# [Exercices proposés]
[a] Répondez aux questions suivantes d'après l'entretien :
(i) En quelle année a eu lieu la participation à la réalisation de la bande dessinée Royal Étranger ?
(ii) Dans quel pays Youri Andronov trouve-t-il refuge après avoir fui la Russie ?
(iii) Où chaque modification apportée aux événements est-elle signalée ?
[b] Transcrivez fidèlement le passage de l'entretien qui va de « Vous savez, faire » à « honneur et fidélité. ».

# [Texte de référence]

........

Pourquoi avoir fait le choix de raconter l’histoire et la Légion via la bande dessinée ?
Animé par la volonté de raconter l’épopée de ces hommes sans nom et de faire découvrir cette unité mythique, je me suis naturellement tourné vers l’écriture. Dans un monde où le numérique tend à étouffer la lecture, la bande dessinée me semble résister avec panache. Elle demeure un formidable vecteur de communication, de mémoire et de transmission.
En 2021, j’ai eu l’opportunité de participer à la réalisation de la bande dessinée Royal Étranger, consacrée au 1er Régiment étranger de cavalerie. Cette expérience fut particulièrement enrichissante et stimulante. Le choix de poursuivre cette aventure par ce support s’est alors imposé comme une évidence.

Ces deux premiers titres, ce sont des romans BD ?
Ces deux albums peuvent en effet être considérés comme de véritables « romans graphiques ». Solidement ancrés dans des faits historiques et émaillés d’anecdotes authentiques, ils sont également ponctués de rencontres avec de grandes figures de la Légion étrangère. Le récit prend vie à travers les aventures d’un héros fictif, créé pour les besoins de la narration, mais dont la personnalité et le parcours incarnent fidèlement l’esprit et les traits de nombreux légionnaires de l’époque. Youri Andronov, ancien cadet du tsar Nicolas II, fuit la Russie après la défaite des armées blanches face aux troupes de Trotski. Il trouve refuge en Tunisie, où il s’engage dans la Légion étrangère. Son parcours s’inscrit dans la lignée des nombreux Russes ayant rejoint la Légion, participant ainsi à la création du 1er Régiment étranger de cavalerie et des compagnies montées des régiments d’infanterie.
Afin de préserver la dynamique du récit et le rythme des aventures vécues par le héros, certains événements ont été légèrement adaptés. Toutefois, chaque modification est clairement signalée dans l’avant-propos de l’album et ne contredit jamais la grande Histoire. Quelques personnages secondaires ont également été imaginés pour illustrer des épisodes ou des scènes emblématiques de la légende de la Légion étrangère.

Votre ambition est de faire entrer le lecteur dans « l’esprit de la troupe » ?

C’est évidemment mon souhait. Il me semble essentiel que le lecteur puisse goûter au quotidien, à la gouaille et à l’état d’esprit du légionnaire. À ses côtés, il doit vivre l’aventure, découvrir sa bravoure, son sens du sacrifice, mais aussi son côté fantasque, tête brûlée, et son cœur tendre, parfois assombri par le fameux cafard.
Pénétrer cette intimité, c’est approcher l’Histoire à travers ces héros anonymes qui ont tout quitté, accepté de servir et, parfois, de mourir pour la France — leur patrie d’adoption — sous le fanion vert et rouge de la Légion étrangère.

Une mission pédagogique ?
Vous savez, faire découvrir la Légion étrangère constitue effectivement l’un des objectifs de ce travail. Plus que jamais, cette institution demeure un repère solide dans notre société. Recrutant aux quatre coins du monde, elle unit des hommes de toutes origines, races, religions et nationalités, fondus dans un même idéal. Elle leur offre un nouveau départ, fondé sur une règle simple et absolue : servir la France avec honneur et fidélité.

........

# [Données fournies]
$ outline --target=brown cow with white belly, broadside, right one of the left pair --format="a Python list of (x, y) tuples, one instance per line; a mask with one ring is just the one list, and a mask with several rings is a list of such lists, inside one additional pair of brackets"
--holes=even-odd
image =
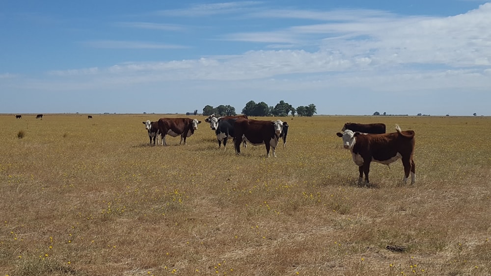
[(186, 138), (190, 137), (195, 130), (198, 129), (198, 124), (201, 121), (191, 118), (160, 118), (158, 121), (159, 131), (162, 135), (162, 144), (167, 145), (165, 142), (165, 136), (170, 135), (172, 137), (181, 136), (179, 144), (186, 144)]

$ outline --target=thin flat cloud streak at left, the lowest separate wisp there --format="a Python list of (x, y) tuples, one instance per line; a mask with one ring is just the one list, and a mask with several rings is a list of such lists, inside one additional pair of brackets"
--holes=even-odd
[(90, 48), (102, 49), (185, 49), (183, 45), (164, 44), (155, 42), (123, 41), (123, 40), (93, 40), (84, 41), (82, 44)]

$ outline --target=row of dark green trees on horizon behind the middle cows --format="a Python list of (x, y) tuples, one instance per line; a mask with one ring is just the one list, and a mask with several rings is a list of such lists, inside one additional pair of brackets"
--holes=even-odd
[[(214, 108), (213, 106), (207, 105), (203, 108), (203, 115), (209, 116), (215, 114), (217, 116), (235, 116), (237, 115), (235, 108), (230, 105), (219, 105)], [(288, 114), (295, 114), (299, 116), (311, 117), (317, 114), (317, 109), (314, 104), (308, 106), (299, 106), (294, 108), (292, 105), (285, 103), (281, 100), (274, 107), (268, 106), (265, 102), (255, 103), (254, 101), (249, 101), (246, 106), (242, 109), (242, 114), (246, 116), (258, 116), (258, 117), (268, 117), (268, 116), (279, 116), (286, 117)]]

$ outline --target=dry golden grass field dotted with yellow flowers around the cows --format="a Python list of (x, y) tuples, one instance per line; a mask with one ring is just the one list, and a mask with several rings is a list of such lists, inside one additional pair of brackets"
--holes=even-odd
[[(218, 150), (203, 116), (164, 147), (141, 123), (160, 114), (14, 115), (0, 115), (1, 276), (491, 275), (489, 117), (284, 117), (287, 147), (265, 158)], [(346, 121), (414, 130), (416, 184), (398, 161), (359, 187)]]

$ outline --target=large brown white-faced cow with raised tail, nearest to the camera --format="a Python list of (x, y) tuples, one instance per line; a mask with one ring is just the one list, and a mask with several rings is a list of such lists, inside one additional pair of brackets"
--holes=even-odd
[(351, 130), (336, 133), (343, 138), (343, 146), (351, 151), (353, 161), (358, 165), (358, 184), (363, 182), (365, 174), (365, 186), (369, 184), (368, 173), (372, 161), (389, 165), (402, 159), (404, 166), (404, 183), (408, 182), (411, 173), (411, 184), (416, 180), (416, 172), (412, 154), (414, 152), (414, 131), (401, 131), (396, 125), (394, 133), (387, 134), (361, 134)]

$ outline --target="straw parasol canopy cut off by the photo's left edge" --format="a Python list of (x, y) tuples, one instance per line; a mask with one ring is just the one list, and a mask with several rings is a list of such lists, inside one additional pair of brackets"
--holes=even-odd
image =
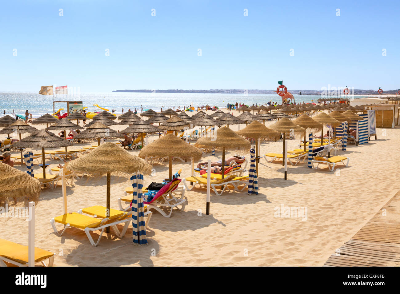
[(0, 206), (27, 206), (29, 201), (37, 202), (40, 194), (40, 182), (5, 163), (0, 163)]

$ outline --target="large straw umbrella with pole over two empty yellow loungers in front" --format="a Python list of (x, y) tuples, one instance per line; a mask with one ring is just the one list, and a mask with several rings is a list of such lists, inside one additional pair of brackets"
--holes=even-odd
[[(106, 217), (110, 216), (111, 173), (130, 176), (138, 171), (143, 174), (151, 172), (151, 165), (142, 158), (110, 142), (101, 144), (92, 152), (72, 160), (66, 168), (73, 172), (87, 172), (96, 176), (107, 175)], [(109, 227), (106, 232), (110, 232)]]

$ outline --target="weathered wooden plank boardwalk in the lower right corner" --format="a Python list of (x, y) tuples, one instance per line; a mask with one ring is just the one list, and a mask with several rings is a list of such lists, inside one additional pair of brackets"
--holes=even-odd
[(400, 191), (324, 266), (400, 266)]

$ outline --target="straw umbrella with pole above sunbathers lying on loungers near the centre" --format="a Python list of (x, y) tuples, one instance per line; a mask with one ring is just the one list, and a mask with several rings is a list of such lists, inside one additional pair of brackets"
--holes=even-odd
[(225, 150), (238, 150), (240, 148), (239, 152), (247, 153), (251, 148), (251, 144), (248, 140), (224, 126), (216, 131), (214, 138), (200, 138), (194, 146), (199, 148), (215, 147), (217, 149), (222, 149), (222, 179), (224, 178), (225, 171)]

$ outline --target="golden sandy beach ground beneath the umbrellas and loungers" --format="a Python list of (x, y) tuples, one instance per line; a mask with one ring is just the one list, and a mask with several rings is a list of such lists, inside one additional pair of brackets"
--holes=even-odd
[[(238, 112), (233, 114), (237, 116)], [(266, 122), (266, 126), (272, 123)], [(125, 126), (111, 128), (123, 130)], [(236, 131), (238, 125), (230, 128)], [(209, 216), (205, 214), (206, 189), (186, 191), (188, 205), (184, 212), (174, 211), (171, 218), (153, 213), (147, 230), (149, 244), (144, 247), (132, 244), (132, 224), (124, 238), (109, 234), (102, 237), (97, 247), (91, 246), (84, 231), (76, 228), (70, 228), (62, 237), (56, 236), (49, 221), (62, 214), (62, 190), (42, 189), (36, 207), (36, 246), (56, 253), (54, 266), (322, 266), (334, 250), (400, 190), (396, 179), (400, 161), (396, 152), (400, 144), (398, 132), (398, 126), (386, 129), (386, 136), (383, 129), (377, 129), (377, 140), (372, 138), (368, 144), (350, 144), (347, 151), (340, 150), (340, 155), (350, 158), (349, 166), (340, 166), (340, 172), (329, 172), (327, 168), (316, 171), (300, 163), (288, 165), (288, 180), (284, 180), (282, 164), (261, 159), (259, 194), (211, 194)], [(0, 135), (0, 140), (4, 138), (5, 135)], [(157, 138), (158, 135), (150, 135), (148, 140)], [(297, 148), (299, 141), (300, 138), (286, 141), (288, 150)], [(76, 144), (76, 147), (92, 144)], [(130, 152), (138, 155), (139, 150)], [(282, 152), (282, 140), (262, 142), (260, 154), (267, 152)], [(221, 158), (221, 152), (215, 156), (207, 153), (202, 161)], [(46, 162), (54, 166), (60, 163), (47, 158)], [(15, 167), (26, 171), (25, 165), (17, 163)], [(42, 171), (36, 165), (34, 168), (35, 173)], [(153, 168), (156, 173), (144, 177), (144, 187), (168, 177), (168, 164), (154, 164)], [(190, 176), (190, 162), (174, 161), (173, 172), (180, 168), (182, 179)], [(76, 212), (88, 206), (105, 205), (105, 179), (105, 176), (97, 180), (85, 176), (75, 180), (74, 186), (67, 185), (68, 210)], [(118, 208), (117, 199), (129, 185), (128, 178), (111, 177), (112, 208)], [(275, 217), (275, 208), (282, 205), (307, 208), (307, 219)], [(0, 224), (0, 238), (27, 245), (25, 219), (0, 218)]]

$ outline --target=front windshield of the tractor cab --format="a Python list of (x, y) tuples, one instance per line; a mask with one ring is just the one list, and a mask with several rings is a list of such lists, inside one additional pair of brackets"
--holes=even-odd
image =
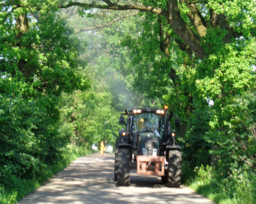
[(133, 116), (133, 124), (132, 129), (135, 131), (139, 131), (139, 133), (143, 132), (153, 132), (159, 137), (161, 140), (163, 137), (163, 132), (165, 125), (163, 124), (163, 116), (154, 114), (154, 113), (142, 113), (136, 114)]

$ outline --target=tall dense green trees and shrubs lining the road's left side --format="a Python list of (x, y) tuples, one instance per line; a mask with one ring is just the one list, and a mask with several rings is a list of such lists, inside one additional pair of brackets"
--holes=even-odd
[(72, 134), (59, 125), (59, 96), (89, 88), (80, 71), (78, 39), (54, 12), (42, 9), (36, 20), (28, 9), (15, 9), (0, 25), (2, 184), (37, 178), (61, 160)]

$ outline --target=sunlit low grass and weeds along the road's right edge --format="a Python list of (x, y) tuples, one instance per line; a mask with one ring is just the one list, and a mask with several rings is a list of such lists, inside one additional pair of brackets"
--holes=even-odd
[(240, 169), (225, 173), (208, 165), (196, 167), (193, 173), (183, 167), (184, 184), (219, 204), (255, 204), (256, 170)]

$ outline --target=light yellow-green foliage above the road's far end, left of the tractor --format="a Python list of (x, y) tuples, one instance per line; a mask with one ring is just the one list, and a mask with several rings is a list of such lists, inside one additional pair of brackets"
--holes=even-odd
[(70, 134), (76, 144), (99, 144), (101, 141), (114, 144), (120, 127), (119, 113), (111, 107), (111, 99), (107, 87), (101, 89), (95, 84), (86, 92), (62, 95), (61, 123), (74, 131)]

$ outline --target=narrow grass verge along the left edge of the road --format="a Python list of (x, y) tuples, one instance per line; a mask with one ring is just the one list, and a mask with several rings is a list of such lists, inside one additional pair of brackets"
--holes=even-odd
[(56, 165), (48, 166), (47, 170), (43, 171), (39, 178), (20, 179), (13, 177), (11, 186), (0, 185), (0, 204), (17, 203), (29, 192), (34, 192), (48, 178), (64, 170), (72, 161), (92, 152), (92, 150), (87, 149), (85, 146), (69, 145), (67, 153), (64, 154), (64, 159), (61, 162), (57, 162)]

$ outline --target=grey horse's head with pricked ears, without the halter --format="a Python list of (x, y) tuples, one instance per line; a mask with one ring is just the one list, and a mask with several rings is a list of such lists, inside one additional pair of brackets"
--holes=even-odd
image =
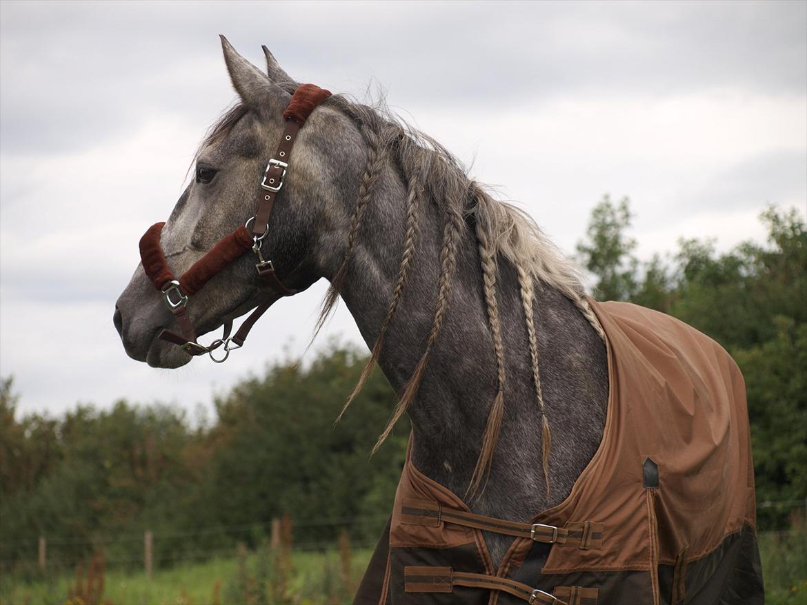
[[(298, 88), (266, 48), (264, 73), (224, 36), (222, 46), (239, 102), (211, 127), (196, 153), (193, 180), (157, 232), (165, 261), (177, 276), (253, 218), (258, 202), (270, 193), (261, 182), (282, 140), (284, 111)], [(282, 188), (274, 192), (277, 199), (259, 252), (289, 290), (304, 290), (337, 271), (366, 156), (353, 120), (326, 104), (307, 116), (294, 143), (293, 161), (277, 158), (289, 166), (281, 172)], [(253, 256), (233, 259), (194, 293), (186, 314), (197, 335), (271, 301), (274, 293), (256, 273)], [(171, 295), (177, 299), (182, 293)], [(186, 349), (158, 338), (175, 319), (142, 262), (115, 305), (114, 319), (126, 352), (137, 361), (176, 368), (193, 358)]]

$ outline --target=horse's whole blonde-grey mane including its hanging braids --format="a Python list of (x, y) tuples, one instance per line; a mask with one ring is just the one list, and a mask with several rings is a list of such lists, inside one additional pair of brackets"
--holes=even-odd
[[(497, 277), (500, 262), (512, 265), (518, 275), (525, 331), (529, 340), (529, 358), (532, 366), (535, 400), (542, 417), (543, 471), (548, 494), (551, 432), (541, 391), (538, 339), (533, 315), (535, 285), (536, 282), (542, 282), (569, 298), (591, 323), (600, 338), (604, 339), (600, 323), (585, 298), (579, 268), (562, 255), (529, 215), (512, 204), (492, 198), (483, 186), (467, 177), (462, 164), (441, 144), (392, 115), (383, 103), (371, 107), (351, 102), (342, 95), (334, 95), (325, 104), (334, 106), (353, 119), (368, 144), (368, 152), (366, 171), (362, 177), (358, 202), (353, 211), (345, 257), (325, 295), (315, 336), (337, 303), (339, 290), (344, 282), (353, 252), (353, 245), (359, 227), (362, 225), (362, 218), (367, 206), (372, 202), (374, 187), (388, 161), (394, 161), (400, 167), (407, 185), (407, 227), (399, 261), (398, 279), (392, 291), (387, 315), (373, 345), (370, 359), (362, 370), (353, 393), (345, 402), (337, 422), (353, 402), (353, 398), (362, 390), (362, 386), (370, 376), (370, 371), (381, 354), (387, 329), (395, 320), (395, 313), (412, 268), (412, 260), (420, 238), (420, 219), (424, 214), (424, 204), (435, 204), (442, 211), (444, 226), (440, 252), (441, 273), (437, 280), (437, 298), (432, 326), (426, 338), (420, 361), (418, 361), (412, 377), (403, 386), (395, 410), (387, 427), (378, 437), (373, 452), (378, 450), (383, 441), (387, 439), (392, 428), (407, 411), (417, 394), (424, 369), (429, 361), (429, 353), (440, 334), (445, 311), (449, 305), (460, 240), (464, 236), (475, 236), (479, 248), (480, 273), (487, 306), (487, 323), (495, 353), (498, 388), (488, 413), (482, 448), (466, 491), (466, 498), (481, 494), (487, 484), (487, 475), (490, 472), (504, 411), (507, 376), (497, 302)], [(472, 234), (466, 227), (466, 219), (469, 218), (470, 223), (475, 226)]]

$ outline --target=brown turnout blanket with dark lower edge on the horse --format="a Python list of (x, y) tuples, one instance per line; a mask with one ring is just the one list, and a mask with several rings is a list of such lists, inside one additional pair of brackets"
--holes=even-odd
[[(355, 603), (763, 603), (737, 365), (668, 315), (592, 307), (607, 336), (608, 411), (568, 498), (529, 524), (480, 524), (407, 457)], [(498, 569), (481, 529), (495, 523), (516, 536)]]

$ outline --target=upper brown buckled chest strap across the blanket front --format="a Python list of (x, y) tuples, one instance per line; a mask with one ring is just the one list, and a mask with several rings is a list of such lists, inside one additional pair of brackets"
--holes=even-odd
[(604, 524), (593, 521), (569, 521), (562, 528), (554, 525), (520, 523), (495, 519), (472, 512), (446, 508), (432, 500), (404, 498), (401, 504), (402, 524), (437, 528), (442, 523), (462, 525), (483, 532), (495, 532), (517, 538), (528, 538), (543, 544), (577, 546), (580, 549), (600, 549)]

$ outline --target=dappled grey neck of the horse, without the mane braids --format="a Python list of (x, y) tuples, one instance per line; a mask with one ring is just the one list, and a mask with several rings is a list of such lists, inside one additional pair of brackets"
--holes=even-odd
[[(392, 170), (370, 202), (341, 296), (370, 348), (387, 315), (398, 278), (405, 224), (405, 186)], [(427, 207), (408, 282), (378, 363), (396, 392), (412, 375), (432, 325), (444, 219)], [(575, 306), (538, 284), (536, 328), (546, 409), (554, 436), (551, 497), (541, 473), (541, 415), (529, 363), (525, 317), (515, 271), (500, 262), (499, 304), (506, 355), (505, 411), (487, 489), (473, 509), (529, 519), (568, 494), (600, 441), (608, 379), (604, 348)], [(460, 497), (475, 468), (496, 393), (495, 355), (487, 328), (477, 242), (462, 236), (450, 304), (416, 398), (414, 464)], [(380, 431), (379, 427), (379, 431)], [(398, 429), (402, 430), (402, 429)]]

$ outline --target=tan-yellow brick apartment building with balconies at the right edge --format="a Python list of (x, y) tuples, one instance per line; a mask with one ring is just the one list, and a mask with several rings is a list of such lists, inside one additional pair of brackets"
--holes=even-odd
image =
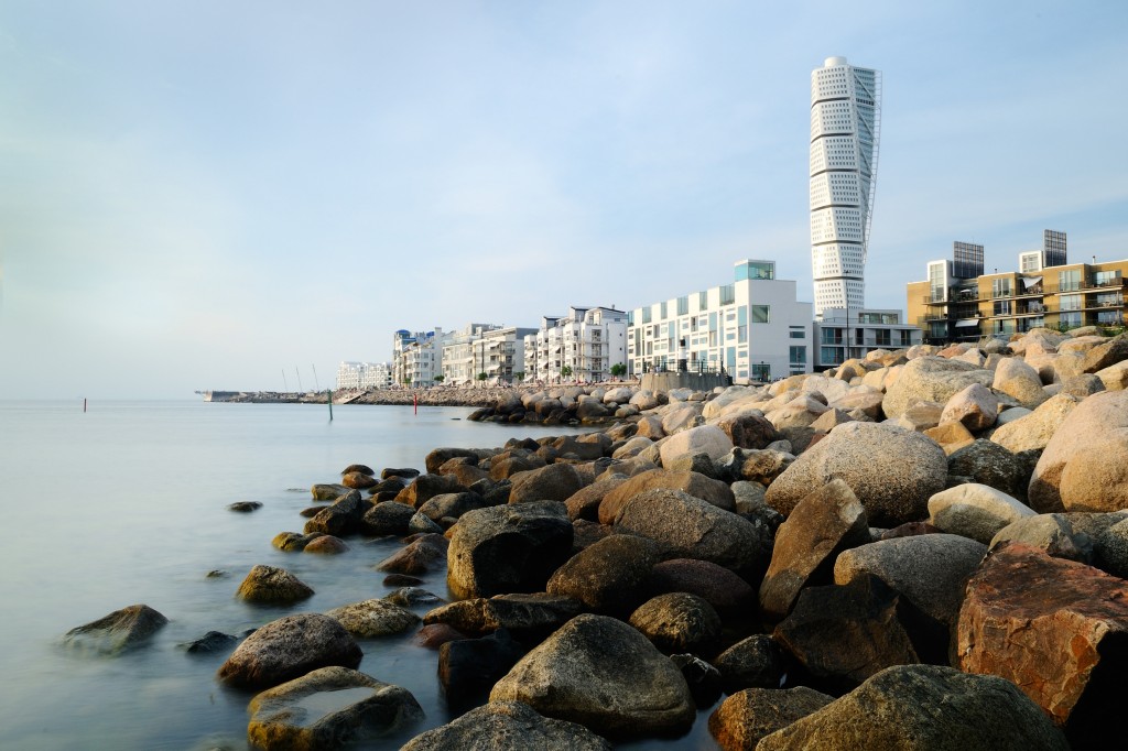
[(1065, 232), (1054, 230), (1043, 232), (1041, 250), (1019, 254), (1017, 272), (984, 274), (979, 267), (964, 276), (954, 260), (931, 260), (927, 279), (906, 288), (909, 318), (928, 344), (977, 342), (1042, 326), (1122, 326), (1128, 260), (1066, 260)]

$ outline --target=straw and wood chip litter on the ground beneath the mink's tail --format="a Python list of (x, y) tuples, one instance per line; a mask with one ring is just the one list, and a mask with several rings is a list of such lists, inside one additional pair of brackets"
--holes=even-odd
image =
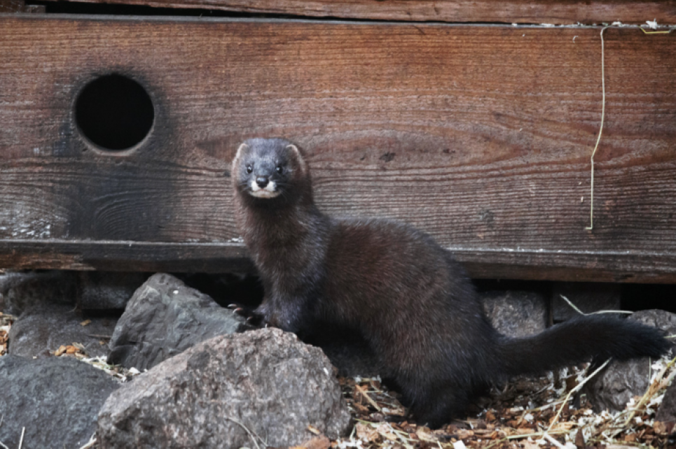
[[(408, 419), (399, 394), (380, 378), (339, 378), (354, 418), (350, 436), (334, 449), (622, 449), (675, 447), (673, 423), (656, 421), (676, 359), (651, 362), (648, 390), (623, 411), (595, 413), (581, 387), (596, 371), (589, 364), (539, 378), (517, 378), (471, 406), (468, 417), (440, 429)], [(602, 368), (602, 367), (601, 367)], [(329, 446), (326, 446), (327, 448)]]

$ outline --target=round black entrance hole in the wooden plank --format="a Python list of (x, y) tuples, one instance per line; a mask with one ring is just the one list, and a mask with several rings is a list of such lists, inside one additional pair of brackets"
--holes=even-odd
[(155, 111), (136, 81), (106, 75), (86, 85), (75, 102), (80, 131), (104, 150), (126, 150), (148, 135)]

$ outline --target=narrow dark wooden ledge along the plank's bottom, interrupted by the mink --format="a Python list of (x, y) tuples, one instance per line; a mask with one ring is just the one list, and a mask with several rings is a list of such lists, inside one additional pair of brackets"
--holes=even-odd
[[(451, 247), (472, 278), (673, 283), (676, 254), (490, 250)], [(0, 241), (0, 266), (14, 269), (252, 273), (242, 243)]]

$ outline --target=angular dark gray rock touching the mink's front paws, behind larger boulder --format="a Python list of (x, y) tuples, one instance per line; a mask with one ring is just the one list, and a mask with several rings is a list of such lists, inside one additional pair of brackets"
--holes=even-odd
[(143, 371), (207, 338), (247, 329), (237, 313), (158, 273), (127, 304), (111, 338), (109, 362)]

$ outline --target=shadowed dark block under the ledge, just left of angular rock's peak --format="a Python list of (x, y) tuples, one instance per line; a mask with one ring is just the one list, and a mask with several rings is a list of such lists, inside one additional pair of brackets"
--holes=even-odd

........

# [Corrigé détaillé]
[a]
(i) En 2021.
(ii) En Tunisie.
(iii) Dans l'avant-propos de l'album.

[b]
Vous savez, faire découvrir la Légion étrangère constitue effectivement l’un des objectifs de ce travail. Plus que jamais, cette institution demeure un repère solide dans notre société. Recrutant aux quatre coins du monde, elle unit des hommes de toutes origines, races, religions et nationalités, fondus dans un même idéal. Elle leur offre un nouveau départ, fondé sur une règle simple et absolue : servir la France avec honneur et fidélité.